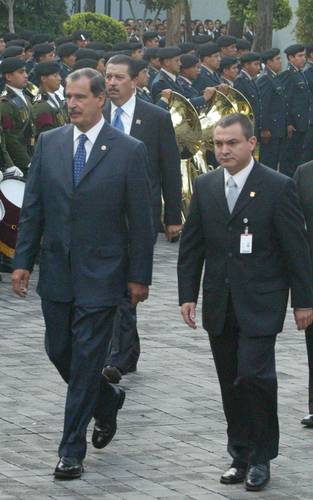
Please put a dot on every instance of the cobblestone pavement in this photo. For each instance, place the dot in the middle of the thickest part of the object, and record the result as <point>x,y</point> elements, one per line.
<point>171,438</point>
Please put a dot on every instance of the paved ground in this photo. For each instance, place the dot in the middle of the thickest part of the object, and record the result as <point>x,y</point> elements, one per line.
<point>171,439</point>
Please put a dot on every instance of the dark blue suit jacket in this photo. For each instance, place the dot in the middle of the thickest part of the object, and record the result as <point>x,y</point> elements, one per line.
<point>97,236</point>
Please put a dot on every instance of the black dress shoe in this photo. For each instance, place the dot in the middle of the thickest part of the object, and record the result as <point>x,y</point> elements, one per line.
<point>307,421</point>
<point>105,430</point>
<point>257,476</point>
<point>234,475</point>
<point>68,468</point>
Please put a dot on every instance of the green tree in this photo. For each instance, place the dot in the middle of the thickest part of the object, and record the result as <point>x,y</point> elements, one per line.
<point>304,26</point>
<point>102,28</point>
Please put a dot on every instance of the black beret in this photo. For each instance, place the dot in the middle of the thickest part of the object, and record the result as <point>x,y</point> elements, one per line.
<point>86,53</point>
<point>228,61</point>
<point>269,54</point>
<point>226,41</point>
<point>208,49</point>
<point>67,49</point>
<point>188,61</point>
<point>294,49</point>
<point>12,52</point>
<point>187,47</point>
<point>250,57</point>
<point>85,63</point>
<point>47,68</point>
<point>169,52</point>
<point>11,64</point>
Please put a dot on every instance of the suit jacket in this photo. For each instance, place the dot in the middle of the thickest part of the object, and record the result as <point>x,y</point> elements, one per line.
<point>258,282</point>
<point>153,126</point>
<point>274,104</point>
<point>97,236</point>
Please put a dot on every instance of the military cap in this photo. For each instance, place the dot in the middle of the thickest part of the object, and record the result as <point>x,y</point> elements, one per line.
<point>11,64</point>
<point>208,49</point>
<point>85,53</point>
<point>85,63</point>
<point>188,61</point>
<point>47,68</point>
<point>226,41</point>
<point>169,52</point>
<point>12,52</point>
<point>187,47</point>
<point>228,61</point>
<point>67,49</point>
<point>294,49</point>
<point>250,57</point>
<point>269,54</point>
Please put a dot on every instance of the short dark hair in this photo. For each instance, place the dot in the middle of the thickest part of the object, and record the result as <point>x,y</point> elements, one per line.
<point>128,61</point>
<point>243,120</point>
<point>97,82</point>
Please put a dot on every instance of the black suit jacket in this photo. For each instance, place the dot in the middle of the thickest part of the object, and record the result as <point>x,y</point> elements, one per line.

**What is required:** Pictures stay out, but every record above is to be returned exactly.

**Exercise response:**
Please put a dot on every instance of the cobblestone pavement in this photo. For each instance, place the dot in the middle of the thickest part of the object, and record the result as <point>x,y</point> elements, one per line.
<point>171,438</point>
Please put a dot on every instance of the paved ground in this photo. For each instance, place the dot in the middle of the thickest part of the object, and record the result as <point>x,y</point> elements, one per line.
<point>171,439</point>
Please put a dot on every instance of the dark blue suit jacket in this photo. For each instance, place the dot in the middle of the thickest part of the object, and record the result as <point>x,y</point> elements, one per line.
<point>97,236</point>
Please put a dot on every instance of the black dress shoe in this photo. For each instance, place the dot in the middle of the thickest part of the object, and record the result as <point>x,y</point> elements, one per line.
<point>307,421</point>
<point>105,430</point>
<point>257,476</point>
<point>234,475</point>
<point>68,468</point>
Please put a dot on every instance of the green tree in this photo. For each instance, place the dot in the middle of the thickest part of the object, and record the result as <point>x,y</point> elements, one per line.
<point>304,26</point>
<point>102,28</point>
Please put a dot on every instance of the black beret in this photo. For each instance, place the dot in the middle of the thickest part of the object, and record the result as <point>x,y</point> elements, one per line.
<point>86,53</point>
<point>228,61</point>
<point>269,54</point>
<point>226,41</point>
<point>208,49</point>
<point>67,49</point>
<point>188,61</point>
<point>294,49</point>
<point>12,52</point>
<point>187,47</point>
<point>250,57</point>
<point>85,63</point>
<point>47,68</point>
<point>169,52</point>
<point>11,64</point>
Please put a dot on every instance of the suit jacket in this photo. For each instance, place the dot in the middle of the thickest part of the object, and record the result as <point>x,y</point> elements, one per line.
<point>258,282</point>
<point>153,126</point>
<point>274,104</point>
<point>97,236</point>
Please put a dot on every instance of the military cap in this photo. For each instance, place the dot in the middle of the thickest part of the object, and record the result as <point>x,y</point> elements, one per line.
<point>11,64</point>
<point>208,49</point>
<point>85,53</point>
<point>85,63</point>
<point>188,61</point>
<point>47,68</point>
<point>226,41</point>
<point>169,52</point>
<point>12,52</point>
<point>187,47</point>
<point>228,61</point>
<point>67,49</point>
<point>294,49</point>
<point>250,57</point>
<point>269,54</point>
Please put a dot on every instance of the short dark hair in this photo. For each instance, place the dot in the middle of the thickest part of the object, and record the result as <point>x,y</point> elements, one per line.
<point>128,61</point>
<point>243,120</point>
<point>97,82</point>
Please put a dot on every instance of the black suit jacket in this photo. For each instance, place the dot in the middle of the thickest part of the object, and record the result as <point>x,y</point> elements, one per line.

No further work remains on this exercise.